Task instructions:
Rewrite all of the items below, swapping "Query" for "Search term" wherever it occurs and changing nothing else. Leave the pictures out of your answer.
>> begin Data in this exercise
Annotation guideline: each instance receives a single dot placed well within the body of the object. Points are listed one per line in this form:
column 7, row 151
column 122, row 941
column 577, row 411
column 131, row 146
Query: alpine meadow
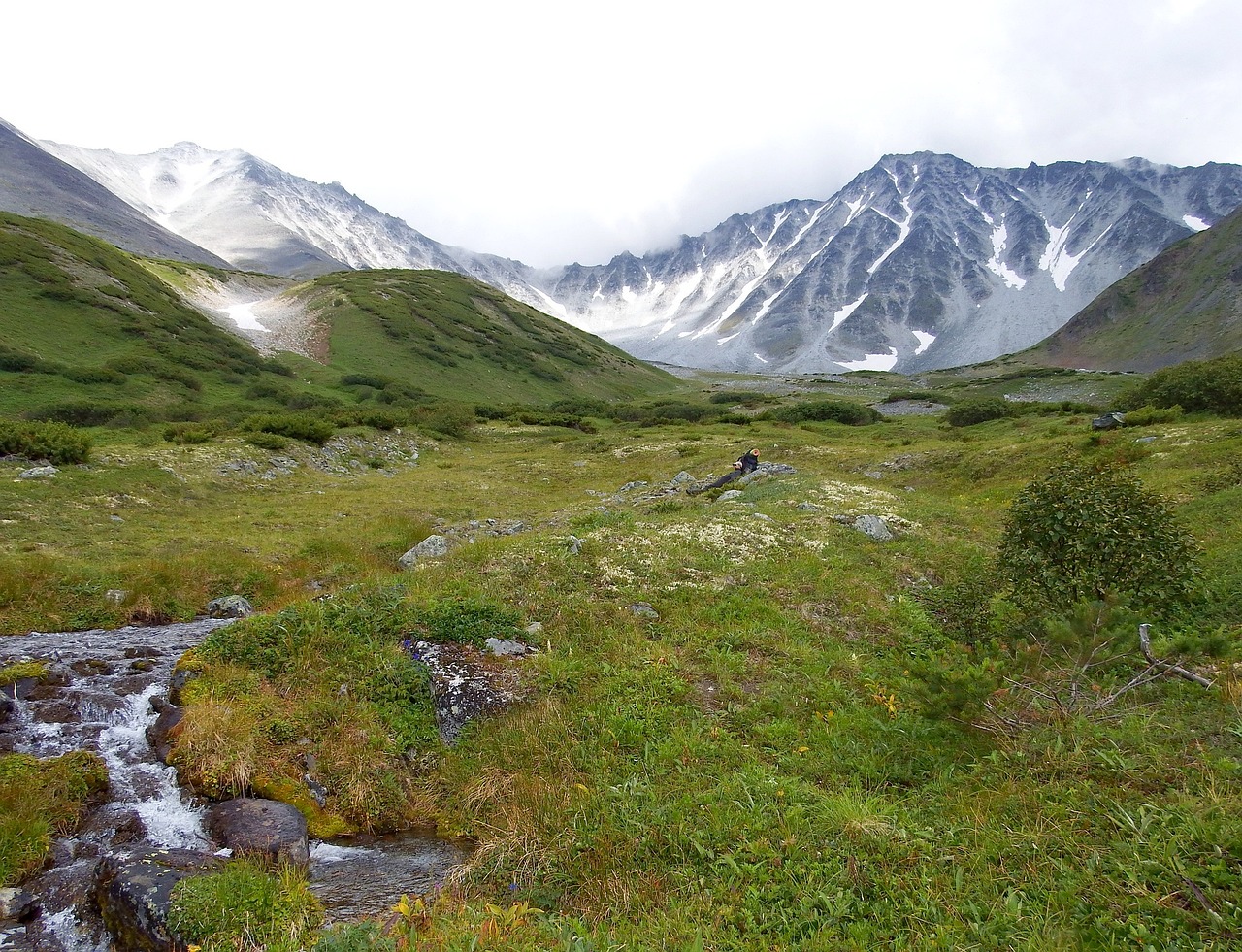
column 955, row 668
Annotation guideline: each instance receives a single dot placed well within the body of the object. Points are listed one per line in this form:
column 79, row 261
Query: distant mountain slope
column 1184, row 305
column 262, row 219
column 923, row 261
column 89, row 335
column 455, row 337
column 36, row 184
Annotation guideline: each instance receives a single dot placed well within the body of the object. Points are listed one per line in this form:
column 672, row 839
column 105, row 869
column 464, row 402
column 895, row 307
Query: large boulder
column 133, row 894
column 230, row 607
column 253, row 827
column 431, row 547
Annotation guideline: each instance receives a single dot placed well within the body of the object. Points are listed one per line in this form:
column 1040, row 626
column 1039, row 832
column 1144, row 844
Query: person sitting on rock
column 745, row 464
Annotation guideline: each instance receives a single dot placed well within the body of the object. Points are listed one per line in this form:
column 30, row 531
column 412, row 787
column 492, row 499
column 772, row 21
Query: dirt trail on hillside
column 278, row 319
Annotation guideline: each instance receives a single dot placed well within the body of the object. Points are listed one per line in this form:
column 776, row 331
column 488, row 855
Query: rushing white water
column 100, row 694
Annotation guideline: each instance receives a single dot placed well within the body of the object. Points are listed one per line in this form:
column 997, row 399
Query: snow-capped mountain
column 35, row 184
column 923, row 261
column 262, row 219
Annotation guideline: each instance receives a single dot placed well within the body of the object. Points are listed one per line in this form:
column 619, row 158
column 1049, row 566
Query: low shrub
column 297, row 426
column 245, row 906
column 57, row 443
column 851, row 414
column 1086, row 532
column 1195, row 385
column 978, row 409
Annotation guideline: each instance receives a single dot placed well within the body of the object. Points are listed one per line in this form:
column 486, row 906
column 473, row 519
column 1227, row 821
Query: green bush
column 1150, row 415
column 297, row 426
column 1195, row 385
column 244, row 906
column 187, row 434
column 1083, row 532
column 851, row 414
column 57, row 443
column 978, row 409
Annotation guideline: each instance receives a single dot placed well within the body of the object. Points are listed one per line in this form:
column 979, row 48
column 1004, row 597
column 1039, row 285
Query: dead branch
column 1169, row 667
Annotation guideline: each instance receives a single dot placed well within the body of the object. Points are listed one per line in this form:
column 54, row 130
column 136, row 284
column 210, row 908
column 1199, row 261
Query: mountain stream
column 97, row 696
>> end Data in this exercise
Output for this task:
Annotation guideline: each instance receives a single dot placed well within the body of the object. Points are listed one per line in this form:
column 7, row 151
column 122, row 941
column 577, row 411
column 131, row 146
Search term: alpine meadow
column 955, row 668
Annotation guideline: each instance receives a single dot placed well within the body of the object. Points are listed one per line in this form:
column 79, row 261
Search term: distant mountain slope
column 1184, row 305
column 262, row 219
column 923, row 261
column 89, row 335
column 455, row 337
column 36, row 184
Annotation guideline: each instance receives a single dot placed well within the body of the object. Points are listed one per line in this form:
column 672, row 839
column 105, row 869
column 464, row 402
column 895, row 307
Search term: large boulder
column 133, row 894
column 230, row 607
column 253, row 827
column 431, row 547
Annotation guideline: each instance receives a single dot placed well within the body of the object. Points are listed one per line in this form:
column 1040, row 626
column 1039, row 832
column 1144, row 844
Search term: person sitting on rock
column 745, row 464
Annotation guideline: each instance receives a single dot placed well within the body of the object. Points are listed one per line in this form:
column 30, row 531
column 412, row 787
column 492, row 499
column 772, row 21
Search term: dirt trail on hillside
column 278, row 319
Annotation guideline: each instance receives a single dot placed well within the body of the object. Points are listed one per line in this form:
column 776, row 331
column 488, row 855
Search term: rushing white water
column 100, row 694
Annotation guideline: each instance receives a single dot placed well within the body of the object. Points are listed one per line in this form:
column 997, row 399
Search term: snow-capped mountain
column 35, row 184
column 923, row 261
column 262, row 219
Annotation guideline: each instance receives a single dot placed well within the body of the object. Points are listed one per line in this form:
column 619, row 158
column 1049, row 566
Search term: low shrub
column 297, row 426
column 245, row 906
column 57, row 443
column 851, row 414
column 1086, row 532
column 1195, row 385
column 978, row 409
Annotation guideline: each instance receives a single dot placed well within the body of the object. Points are listed one per line in this form:
column 486, row 906
column 473, row 519
column 1227, row 821
Search term: green bush
column 1150, row 415
column 297, row 426
column 1195, row 385
column 244, row 906
column 187, row 434
column 1083, row 532
column 851, row 414
column 57, row 443
column 978, row 409
Annotation guideline: each instance receives a single dot placed well within the body of the object. Points are listed one per line in this form:
column 979, row 48
column 1004, row 597
column 1039, row 285
Search term: dead branch
column 1169, row 667
Annotation guideline: each instance receives a single dot placed well within the body of the object. Points are listed one per line in this form:
column 54, row 130
column 136, row 284
column 210, row 908
column 1199, row 261
Search term: mountain stream
column 97, row 696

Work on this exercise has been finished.